## Saved entries

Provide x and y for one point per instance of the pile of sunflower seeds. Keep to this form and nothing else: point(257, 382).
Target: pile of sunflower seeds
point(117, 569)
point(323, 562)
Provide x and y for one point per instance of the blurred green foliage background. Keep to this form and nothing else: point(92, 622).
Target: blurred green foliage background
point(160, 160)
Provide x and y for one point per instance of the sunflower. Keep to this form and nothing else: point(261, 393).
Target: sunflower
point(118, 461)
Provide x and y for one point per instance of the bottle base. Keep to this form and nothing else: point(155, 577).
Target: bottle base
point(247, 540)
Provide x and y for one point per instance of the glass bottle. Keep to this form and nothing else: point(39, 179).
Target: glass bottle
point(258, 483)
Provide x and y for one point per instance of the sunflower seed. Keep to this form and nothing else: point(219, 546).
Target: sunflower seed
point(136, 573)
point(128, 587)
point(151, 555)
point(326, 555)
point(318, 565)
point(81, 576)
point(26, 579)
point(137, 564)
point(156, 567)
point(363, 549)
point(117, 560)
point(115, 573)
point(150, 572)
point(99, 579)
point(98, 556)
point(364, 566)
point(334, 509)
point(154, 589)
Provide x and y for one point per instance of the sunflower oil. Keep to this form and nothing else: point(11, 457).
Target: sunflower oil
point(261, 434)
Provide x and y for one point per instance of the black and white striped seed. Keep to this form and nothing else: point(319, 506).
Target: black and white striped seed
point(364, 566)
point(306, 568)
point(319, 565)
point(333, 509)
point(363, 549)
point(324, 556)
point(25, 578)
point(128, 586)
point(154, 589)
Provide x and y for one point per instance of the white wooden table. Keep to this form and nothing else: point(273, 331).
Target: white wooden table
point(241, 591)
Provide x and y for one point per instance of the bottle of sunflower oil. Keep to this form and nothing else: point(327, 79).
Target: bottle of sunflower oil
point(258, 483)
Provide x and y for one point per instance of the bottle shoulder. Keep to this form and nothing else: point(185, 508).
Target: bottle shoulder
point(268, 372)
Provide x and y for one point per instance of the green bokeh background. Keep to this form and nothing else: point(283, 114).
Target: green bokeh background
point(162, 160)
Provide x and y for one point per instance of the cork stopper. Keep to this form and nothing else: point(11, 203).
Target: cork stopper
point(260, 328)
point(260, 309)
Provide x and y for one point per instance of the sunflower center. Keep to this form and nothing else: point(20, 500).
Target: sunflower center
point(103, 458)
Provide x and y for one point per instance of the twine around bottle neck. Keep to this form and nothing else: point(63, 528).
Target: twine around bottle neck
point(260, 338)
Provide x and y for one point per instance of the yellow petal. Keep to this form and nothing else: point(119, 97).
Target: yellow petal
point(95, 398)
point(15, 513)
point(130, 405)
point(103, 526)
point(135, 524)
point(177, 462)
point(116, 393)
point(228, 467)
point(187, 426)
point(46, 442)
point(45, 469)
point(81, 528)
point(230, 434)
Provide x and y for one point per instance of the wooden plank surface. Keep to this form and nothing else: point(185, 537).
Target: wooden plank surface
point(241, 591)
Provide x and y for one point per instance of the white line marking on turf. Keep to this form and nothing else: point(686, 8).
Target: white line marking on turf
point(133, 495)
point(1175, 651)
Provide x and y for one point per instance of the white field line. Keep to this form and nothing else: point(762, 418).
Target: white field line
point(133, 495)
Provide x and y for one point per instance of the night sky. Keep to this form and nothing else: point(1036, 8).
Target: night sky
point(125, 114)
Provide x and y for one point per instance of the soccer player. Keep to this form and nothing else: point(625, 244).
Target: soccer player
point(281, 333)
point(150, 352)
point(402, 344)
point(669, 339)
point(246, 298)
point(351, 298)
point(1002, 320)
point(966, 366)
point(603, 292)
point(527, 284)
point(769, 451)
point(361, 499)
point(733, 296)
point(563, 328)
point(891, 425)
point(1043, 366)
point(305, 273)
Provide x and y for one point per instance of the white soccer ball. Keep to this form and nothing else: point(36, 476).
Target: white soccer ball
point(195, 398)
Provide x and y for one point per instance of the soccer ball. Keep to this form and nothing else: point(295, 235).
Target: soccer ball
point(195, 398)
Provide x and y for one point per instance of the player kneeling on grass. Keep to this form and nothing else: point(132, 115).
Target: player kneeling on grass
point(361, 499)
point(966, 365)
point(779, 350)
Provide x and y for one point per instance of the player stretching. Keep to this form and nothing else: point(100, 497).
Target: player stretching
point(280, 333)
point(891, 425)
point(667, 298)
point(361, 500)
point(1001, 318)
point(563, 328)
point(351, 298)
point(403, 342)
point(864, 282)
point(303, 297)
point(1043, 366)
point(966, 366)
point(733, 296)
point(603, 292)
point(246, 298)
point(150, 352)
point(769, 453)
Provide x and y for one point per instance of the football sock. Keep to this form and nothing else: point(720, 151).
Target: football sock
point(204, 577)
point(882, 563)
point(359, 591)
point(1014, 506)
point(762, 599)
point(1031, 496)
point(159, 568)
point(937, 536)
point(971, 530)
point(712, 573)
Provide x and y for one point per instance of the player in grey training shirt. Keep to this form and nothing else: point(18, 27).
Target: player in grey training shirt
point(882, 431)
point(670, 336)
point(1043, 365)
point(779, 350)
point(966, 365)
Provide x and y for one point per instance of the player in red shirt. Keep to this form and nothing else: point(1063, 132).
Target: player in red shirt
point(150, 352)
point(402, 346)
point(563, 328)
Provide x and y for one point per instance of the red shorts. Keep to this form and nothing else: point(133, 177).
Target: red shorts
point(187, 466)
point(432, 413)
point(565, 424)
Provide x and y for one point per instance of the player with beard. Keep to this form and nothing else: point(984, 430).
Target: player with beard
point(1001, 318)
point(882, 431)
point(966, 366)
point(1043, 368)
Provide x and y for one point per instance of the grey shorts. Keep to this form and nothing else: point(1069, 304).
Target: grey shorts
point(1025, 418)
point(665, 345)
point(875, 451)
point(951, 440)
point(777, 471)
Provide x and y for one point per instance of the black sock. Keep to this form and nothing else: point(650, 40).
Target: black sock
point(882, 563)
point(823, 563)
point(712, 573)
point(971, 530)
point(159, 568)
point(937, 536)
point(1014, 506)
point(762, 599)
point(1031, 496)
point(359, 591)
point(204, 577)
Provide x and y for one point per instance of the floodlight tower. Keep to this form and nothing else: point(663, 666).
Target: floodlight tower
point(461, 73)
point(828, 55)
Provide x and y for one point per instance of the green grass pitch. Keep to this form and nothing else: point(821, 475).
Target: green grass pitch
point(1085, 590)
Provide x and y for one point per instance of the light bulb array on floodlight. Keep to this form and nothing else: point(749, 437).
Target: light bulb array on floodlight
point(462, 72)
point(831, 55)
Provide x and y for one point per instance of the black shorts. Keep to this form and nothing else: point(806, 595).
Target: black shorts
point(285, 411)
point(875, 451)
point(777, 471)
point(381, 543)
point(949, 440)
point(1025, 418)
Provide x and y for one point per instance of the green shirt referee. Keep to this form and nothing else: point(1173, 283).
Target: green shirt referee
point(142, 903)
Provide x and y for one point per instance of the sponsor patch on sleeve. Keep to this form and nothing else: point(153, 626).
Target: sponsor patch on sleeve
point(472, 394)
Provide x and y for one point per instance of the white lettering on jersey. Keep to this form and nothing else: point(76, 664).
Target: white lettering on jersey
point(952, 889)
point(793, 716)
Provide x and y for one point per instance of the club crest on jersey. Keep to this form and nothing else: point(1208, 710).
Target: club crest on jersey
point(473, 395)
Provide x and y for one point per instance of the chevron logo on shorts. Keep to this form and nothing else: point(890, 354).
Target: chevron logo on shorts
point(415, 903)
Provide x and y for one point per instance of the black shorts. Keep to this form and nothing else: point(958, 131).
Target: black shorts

## Goal of the exercise
Starting with the first entry and ending with the last, give all of them again unchanged.

## Result of the task
Provide x and y for one point per instance of the pile of sunflower seeds. Keep to this form and nothing else: point(257, 382).
Target: pile of sunflower seeds
point(117, 569)
point(323, 562)
Provide x and y for one point per instance of the blurred green foliage background. Keep to this form and nothing else: point(92, 622).
Target: blurred green foliage background
point(160, 160)
Provide x and y for one point per instance of the sunflower. Keep to this form and nothing else: point(261, 393).
Target: sunflower
point(118, 461)
Provide x and y for one point per instance of the bottle base. Keep to this form and nothing else: point(155, 577).
Target: bottle base
point(247, 540)
Provide x and y for one point per instance of the glass bottle. Keep to this form and nothing else: point(39, 179).
Target: glass bottle
point(258, 483)
Provide x and y for one point per instance of the sunflower seed. Keep to this form and nothing else: point(219, 546).
Target: sunflower seed
point(136, 573)
point(128, 587)
point(151, 555)
point(326, 555)
point(318, 565)
point(81, 576)
point(26, 579)
point(137, 564)
point(156, 567)
point(363, 549)
point(117, 560)
point(115, 573)
point(150, 572)
point(99, 579)
point(98, 556)
point(364, 566)
point(334, 509)
point(154, 589)
Provide x and y for one point per instance of the sunflower oil. Keep to this form and nothing else: point(11, 457).
Target: sunflower oil
point(261, 434)
Provide x and y for one point per instance of the black and white striped seed. Keep to this form and nothing else: point(319, 506).
Target: black and white striped seed
point(364, 566)
point(306, 568)
point(319, 565)
point(333, 509)
point(363, 549)
point(324, 556)
point(25, 578)
point(128, 586)
point(154, 589)
Provide x and y for one point per instance of the white wooden table. Keep to this form and nothing else: point(273, 331).
Target: white wooden table
point(241, 591)
Provide x and y for one point per instance of the bottle of sunflower oil. Keep to this form and nothing else: point(327, 79).
Target: bottle of sunflower oil
point(258, 483)
Provide x and y for one point per instance of the bottle shoulder. Keep to this form and nothing else: point(185, 508).
Target: bottle shoulder
point(268, 372)
Provide x and y for one point per instance of the green bokeh background. Keep to this form and nothing else: point(283, 114).
Target: green bokeh background
point(162, 160)
Provide x and y for one point per instance of the cork stopper. Keep to this form and nothing else: point(11, 203).
Target: cork stopper
point(260, 328)
point(260, 309)
Provide x and y for one point per instance of the sunflower center. Keep to this form and nothing else: point(20, 500).
Target: sunflower center
point(103, 458)
Provide x and y for one point per instance of the twine around bottle neck. Keep to this form and nothing else: point(63, 528).
Target: twine around bottle neck
point(260, 338)
Provide x and y for one point per instance of the yellow petal. Keep to this form and nothing else: point(119, 97).
Target: yellow petal
point(95, 398)
point(15, 513)
point(130, 405)
point(103, 526)
point(135, 524)
point(177, 462)
point(116, 393)
point(228, 467)
point(187, 426)
point(46, 442)
point(45, 469)
point(81, 528)
point(230, 434)
Provide x and y for one point per instance of the wooden plank surface. Keep to this form and nothing else: point(185, 537).
Target: wooden plank surface
point(241, 591)
Provide x and y for one point per instance of the white line marking on turf. Keep to this form and nothing else: point(686, 8).
Target: white line marking on turf
point(133, 495)
point(1175, 651)
Provide x and y for one point per instance of the white field line. Keep to this form and nothing else: point(762, 418).
Target: white field line
point(133, 495)
Provide x and y for one point per instance of the night sky. Keep to this form and nothing else: point(1036, 8).
Target: night sky
point(125, 114)
Provide x and y for one point per instance of the soccer player. Keep to this form and nothing else: point(625, 244).
Target: soccer player
point(281, 333)
point(150, 352)
point(402, 344)
point(669, 339)
point(246, 298)
point(351, 298)
point(1002, 320)
point(966, 366)
point(603, 292)
point(527, 284)
point(769, 451)
point(361, 499)
point(733, 296)
point(563, 328)
point(891, 425)
point(1043, 366)
point(305, 273)
Provide x and y for one point per instance of the white soccer ball. Keep to this form and nothing else: point(36, 476).
Target: white soccer ball
point(195, 398)
Provide x and y for one point per instance of the soccer ball. Keep to this form and nothing else: point(295, 235).
Target: soccer ball
point(195, 398)
Provide x and y for one point per instance of the player kneeling on grass. Keep to this form and nothing else: point(132, 115).
Target: player kneeling on grass
point(361, 499)
point(966, 365)
point(779, 350)
Provide x and y for one point per instance of the player stretching. Keep to this form and nothing else: point(100, 497).
Target: player stretching
point(280, 333)
point(891, 425)
point(667, 298)
point(361, 500)
point(1001, 318)
point(563, 328)
point(351, 298)
point(403, 342)
point(864, 282)
point(303, 297)
point(1043, 366)
point(966, 366)
point(733, 296)
point(603, 292)
point(246, 298)
point(150, 352)
point(769, 453)
Provide x and y for one point per instance of the football sock. Keep to this form and nothing else: point(720, 151).
Target: football sock
point(204, 577)
point(882, 563)
point(359, 591)
point(1014, 506)
point(762, 599)
point(1031, 496)
point(159, 568)
point(937, 536)
point(971, 530)
point(712, 573)
Provide x and y for one point per instance of the player in grey training shirt. Keep to this form and nothing else: point(18, 27).
Target: player in grey training shirt
point(882, 431)
point(670, 336)
point(1043, 365)
point(779, 350)
point(966, 365)
Provide x and y for one point per instance of the player in red shirt. Keep to this form and nothing else: point(1063, 132).
Target: player in red shirt
point(150, 352)
point(402, 346)
point(563, 328)
Provide x and y for one point per instance of the red shorts. Keep to this form and nothing else: point(133, 177).
Target: red shorts
point(187, 466)
point(432, 413)
point(565, 424)
Provide x and y for one point per instance of the player with beard. Keep to this form and nothing else: point(984, 430).
Target: player with beard
point(1001, 318)
point(882, 431)
point(966, 366)
point(1043, 368)
Provide x and y for one point per instance of the grey shorts. Keep to this form and nothing else: point(1069, 304).
Target: grey shorts
point(1025, 418)
point(665, 345)
point(875, 451)
point(951, 440)
point(777, 471)
Provide x and y for one point per instance of the black sock. Keep to this form and nothing else: point(650, 40).
Target: black sock
point(882, 563)
point(823, 563)
point(712, 573)
point(971, 530)
point(159, 568)
point(937, 536)
point(1014, 506)
point(762, 599)
point(1031, 496)
point(359, 591)
point(204, 577)
Provide x and y for one point per instance of the floodlight tower. Keep to this form and nothing else: point(663, 666).
Target: floodlight tower
point(461, 73)
point(828, 55)
Provide x and y for one point per instance of the green grass pitch. Keep to this form and nothing else: point(821, 475).
Target: green grass pitch
point(1085, 590)
Provide x and y for one point per instance of the light bulb array on floodlight. Keep to this form and nothing else: point(749, 437).
Target: light bulb array on floodlight
point(462, 72)
point(831, 55)
Provide x and y for one point per instance of the black shorts. Keep to this form and nothing else: point(806, 595).
Target: black shorts
point(285, 411)
point(875, 451)
point(777, 471)
point(381, 543)
point(949, 440)
point(1025, 418)
Provide x and y for one point per instance of the green shirt referee. Keep to this form and nothing else: point(1173, 283).
Target: green shirt referee
point(142, 903)
Provide x and y for one point per instance of the sponsor patch on sleeve. Keep to this form and nothing else: point(153, 626).
Target: sponsor patch on sleeve
point(472, 394)
Provide x and y for one point per instance of the white lettering on jersey. Keep to this form and nothing else: point(76, 664).
Target: white lettering on jersey
point(952, 889)
point(793, 716)
Provide x and y for one point per instance of the club crest on jersey. Keep to this form and nothing else: point(1208, 710).
Target: club crest on jersey
point(473, 395)
Provide x and y for one point per instance of the chevron logo on shorts. Keep to this form and nothing else: point(890, 354).
Target: chevron logo on shorts
point(415, 903)
Provide x and y for one point per instance of the black shorts. Keep to this form and nothing else: point(958, 131).
Target: black shorts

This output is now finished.